* _Available data_
##############################

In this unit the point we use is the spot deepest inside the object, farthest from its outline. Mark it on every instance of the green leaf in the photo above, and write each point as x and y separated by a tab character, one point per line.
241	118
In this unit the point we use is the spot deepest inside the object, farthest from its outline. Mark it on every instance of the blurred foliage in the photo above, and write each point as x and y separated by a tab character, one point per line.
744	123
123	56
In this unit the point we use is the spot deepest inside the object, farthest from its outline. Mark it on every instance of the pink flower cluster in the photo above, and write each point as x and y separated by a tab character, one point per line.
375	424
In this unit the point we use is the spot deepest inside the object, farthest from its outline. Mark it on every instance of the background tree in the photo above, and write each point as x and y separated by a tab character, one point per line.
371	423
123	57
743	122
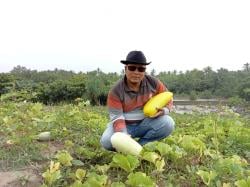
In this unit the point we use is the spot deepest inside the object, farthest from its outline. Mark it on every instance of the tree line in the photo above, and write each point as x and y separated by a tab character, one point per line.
50	87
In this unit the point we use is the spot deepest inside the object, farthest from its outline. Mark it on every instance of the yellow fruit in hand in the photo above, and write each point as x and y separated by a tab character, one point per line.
157	102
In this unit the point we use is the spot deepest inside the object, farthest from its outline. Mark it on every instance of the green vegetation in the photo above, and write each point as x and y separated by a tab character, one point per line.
204	150
51	87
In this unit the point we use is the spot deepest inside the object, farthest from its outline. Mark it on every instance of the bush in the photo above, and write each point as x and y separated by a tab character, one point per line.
235	101
193	96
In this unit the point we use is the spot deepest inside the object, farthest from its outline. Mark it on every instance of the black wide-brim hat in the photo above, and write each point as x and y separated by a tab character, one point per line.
135	57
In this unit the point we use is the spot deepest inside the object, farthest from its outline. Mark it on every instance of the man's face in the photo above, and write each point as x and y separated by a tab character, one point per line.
135	73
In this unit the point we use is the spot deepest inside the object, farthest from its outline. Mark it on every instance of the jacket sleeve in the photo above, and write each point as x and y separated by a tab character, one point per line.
162	88
116	112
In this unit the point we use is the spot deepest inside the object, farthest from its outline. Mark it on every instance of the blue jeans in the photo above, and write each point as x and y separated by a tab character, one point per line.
148	130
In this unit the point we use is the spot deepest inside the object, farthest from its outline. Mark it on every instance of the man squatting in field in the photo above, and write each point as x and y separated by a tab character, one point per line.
126	100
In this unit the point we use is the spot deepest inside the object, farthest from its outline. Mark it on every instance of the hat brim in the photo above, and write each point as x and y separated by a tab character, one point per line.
133	62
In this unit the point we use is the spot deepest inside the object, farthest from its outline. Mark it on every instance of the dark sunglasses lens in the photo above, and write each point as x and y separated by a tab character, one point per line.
141	69
133	68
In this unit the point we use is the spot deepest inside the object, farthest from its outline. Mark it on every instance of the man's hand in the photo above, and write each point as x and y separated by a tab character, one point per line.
160	112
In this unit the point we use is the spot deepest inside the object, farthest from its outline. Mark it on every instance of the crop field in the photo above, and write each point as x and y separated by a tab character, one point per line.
204	150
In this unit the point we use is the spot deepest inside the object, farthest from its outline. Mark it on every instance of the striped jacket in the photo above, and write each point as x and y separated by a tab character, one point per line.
126	106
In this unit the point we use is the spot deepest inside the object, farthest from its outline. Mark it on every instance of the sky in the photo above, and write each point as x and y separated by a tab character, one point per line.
85	35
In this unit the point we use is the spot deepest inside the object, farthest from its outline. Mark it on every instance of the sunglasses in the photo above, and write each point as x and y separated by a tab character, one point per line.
133	68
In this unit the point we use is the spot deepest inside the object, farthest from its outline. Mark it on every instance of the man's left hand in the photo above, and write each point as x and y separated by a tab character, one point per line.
160	112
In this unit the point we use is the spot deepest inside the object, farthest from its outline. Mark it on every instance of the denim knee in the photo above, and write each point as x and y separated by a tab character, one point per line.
168	126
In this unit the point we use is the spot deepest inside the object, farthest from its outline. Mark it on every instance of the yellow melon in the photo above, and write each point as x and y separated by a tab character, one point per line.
158	101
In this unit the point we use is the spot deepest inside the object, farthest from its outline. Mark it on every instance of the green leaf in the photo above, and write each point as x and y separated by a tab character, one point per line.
150	156
96	181
117	184
77	163
139	179
80	174
128	162
243	183
163	148
160	165
207	177
64	158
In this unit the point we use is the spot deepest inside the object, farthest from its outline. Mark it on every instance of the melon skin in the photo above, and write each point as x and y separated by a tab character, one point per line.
125	144
157	102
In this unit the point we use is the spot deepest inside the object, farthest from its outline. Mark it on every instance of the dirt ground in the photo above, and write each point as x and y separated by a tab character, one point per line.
26	177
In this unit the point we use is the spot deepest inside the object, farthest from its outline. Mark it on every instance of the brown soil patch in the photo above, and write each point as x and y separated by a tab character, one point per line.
26	177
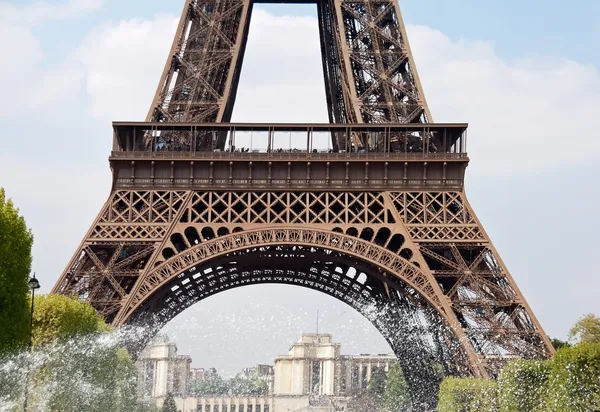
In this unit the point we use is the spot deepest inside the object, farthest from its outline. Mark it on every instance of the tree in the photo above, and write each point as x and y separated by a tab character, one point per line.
557	343
169	404
213	385
586	330
76	365
58	318
396	396
242	385
16	241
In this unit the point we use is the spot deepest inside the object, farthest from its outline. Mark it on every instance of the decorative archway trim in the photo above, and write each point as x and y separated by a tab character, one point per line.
391	263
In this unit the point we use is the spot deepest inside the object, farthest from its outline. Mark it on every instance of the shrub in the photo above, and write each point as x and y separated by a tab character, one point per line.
522	386
468	395
574	383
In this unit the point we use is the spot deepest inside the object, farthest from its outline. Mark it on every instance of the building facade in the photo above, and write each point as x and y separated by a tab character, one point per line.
312	376
161	370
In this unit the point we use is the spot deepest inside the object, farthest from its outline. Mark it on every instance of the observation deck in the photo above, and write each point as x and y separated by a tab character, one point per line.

##############################

* _Your assignment_
Copy out all the data exactly, skipping the pictures.

* _Completed exercise_
In this unit the point we use is the spot deepest inside the object, farthest from its outline. Mark it on every instance of the green leaf in the photo above, and write each point as x and y separated by a tab character, one point per line.
241	118
In this unit the point we use is the spot deepest inside the object, farthest from its outline. Mark it on every instance of the blurred foliage in the photo above, and write each point as x and y separated by a tab character, one point per line.
744	123
123	56
In this unit the point we use is the spot deepest inside the object, farthest from its outline. Mark it on every instance of the pink flower cluster in the photo above, and write each point as x and y separated by a tab character, one point per line.
375	424
In this unit the point we use is the spot deepest inside the object, farthest from its outline. Mark it on every instance of the background tree in the photo above, and write each point as x and y separated by a tab character, one point per line.
371	423
123	57
743	122
In this unit the point we use is the spot deepest inside the object, farthest from its outline. Mark it on every instance of the tree line in the photo above, and write each point as x and y separated by a tab character, one point per line.
50	87
In this unit the point we use is the spot deepest inside the object, farthest from its outline. Mark it on every instance of the yellow fruit in hand in the photo above, and write each point as x and y separated by a tab character, one point per line.
157	102
In this unit the point we use is the spot deepest inside the object, farthest from its outline. Mark it on every instance of the green vegetation in the photo above, and write each point as x and y separated by a tab character, one point per line.
204	150
51	87
In this unit the point we use is the spot deepest inside the object, farthest from its outline. Mark it on every instance of the bush in the photo above, and write each point as x and y separated by a tab character, one point per line.
235	101
193	96
In this unit the point we use is the spot deepest inside the object, farthest from its outline. Mark it on every instance of the black wide-brim hat in the photo above, and write each point as x and y separated by a tab character, one point per line.
135	57
In this unit the point we use is the spot deepest inside the object, farthest from its outline. Mark it on every instance of the man's face in the photo above, and write each point as x and y separated by a tab character, one point per line.
135	73
In this unit the point we use is the spot deepest inside the object, farthest from its outline. Mark it on every instance of the jacket sleeve in the photo above, and write each point as x and y separated by a tab character, one point per line.
162	88
116	112
In this unit the point we use is the spot deepest inside the object, farthest from its outline. Mark it on every instance of the blue jeans in the photo above, and write each point as x and y separated by a tab character, one point per line.
148	130
In this unit the point we use is the spot deepest inside the object, farthest from its outline. Mark it on every instance of the man squatting in field in the photo above, and write each point as x and y separated by a tab character, one point per line.
126	100
In this unit the point we use is the spot deepest inside the object, farthest from its outline. Mark it on every instance of the hat brim in the photo above, and write each point as x and y separated by a tab character, one point per line.
133	62
In this unit the point we use is the spot deepest inside the object, farthest from its outline. Mark it on every instance of the dark sunglasses lens in the photo above, and write each point as x and y separated by a tab character, one point per line.
141	69
133	68
In this unit the point we use is the spot deepest inside the object, farthest from its outline. Mark it on every instance of the man's hand in the photo above, and write each point as x and y separated by a tab character, one point per line.
160	112
In this unit the point we use is the spot deepest inside the object, farthest from its outline. Mark it on every instance of the crop field in the photo above, and write each point as x and y separated by a tab character, one point per line.
204	150
In this unit the point we use is the spot deepest inside the object, farthest from its outline. Mark it on every instance of the striped jacket in the photo above, and write each point as x and y separated by a tab character, one point per line.
126	106
In this unit the point we use is the spot deepest inside the object, farthest from its outline. Mark it on every instance of the sky in the photo above, and write each point as x and y separated by a tab character, one point per line.
85	35
In this unit the point we use is the spot deepest inside the object, farthest from its outline. Mark it on every instance of the sunglasses in the photo above, and write each point as x and y separated by a tab character, one point per line.
133	68
In this unit the point we use is the spot deepest inside the object, farthest from its outline. Mark it on every instance of the man's left hand in the photo above, and write each point as x and y separated by a tab character, one point per line.
160	112
In this unit the point we use is the spot deepest inside the object, farthest from its outline. Mark it on every instance of the denim knee in the photo above, and write each point as x and y separated by a tab character, one point per line.
168	126
In this unit the point we use is the spot deepest inside the object, farthest from its outline. Mark it on every instance of the yellow melon in the photo above, and write each point as x and y separated by a tab character, one point per line.
158	101
In this unit the point we use is the spot deepest inside the object, farthest from its outline. Mark it on every instance of the green leaf in the photo above, and write each point as x and y separated by a tab character, one point per line.
150	156
96	181
117	184
77	163
139	179
80	174
128	162
243	183
163	148
160	165
207	177
64	158
In this unit the point we use is the spot deepest inside the object, farthest from its outline. Mark it on every instance of the melon skin in the photo above, and write each point as x and y separated by a tab character, one point per line.
125	144
157	102
In this unit the point we use is the spot deepest inside the object, farthest from its outline. Mark it on every instance of the dirt ground in the photo above, and write each point as x and y separated by a tab character, one point per line.
26	177
In this unit the point we use is the spot deepest inside the object, farthest from its outline. Mark it on every instance of the brown soil patch in the photo above, and write each point as x and y separated by a tab character, one point per line.
26	177
In this unit the point we use is the spot deepest inside the object, farthest from its outline. Mark it on every instance of the tree in the photo above, and write each point as x and y separated by a tab character, one point per line.
557	343
169	404
213	385
586	330
76	365
58	318
396	396
242	385
16	241
In this unit the point we use is the spot deepest inside the object, farthest from its outline. Mark it on every instance of the decorative archway trim in the photo above, and write each point as x and y separated by a tab character, one point per line.
391	263
In this unit the point we use is the spot deepest inside the object, farthest from its outline. Mark it on every instance of the shrub in the photo above, and write each point as x and y separated by a tab character, one point per line.
522	386
468	395
574	383
In this unit the point we use is the spot deepest inside the object, farthest from its outline. Mark it on every instance of the building facade in the photo above, and write each point as x and y separated by a tab character, one point per line.
312	376
161	370
In this unit the point we use is the spot deepest inside the object, farthest from its outline. Mark it on every instance of the observation deck in the photo above, and write each point as x and y separated by a tab character, one point per line.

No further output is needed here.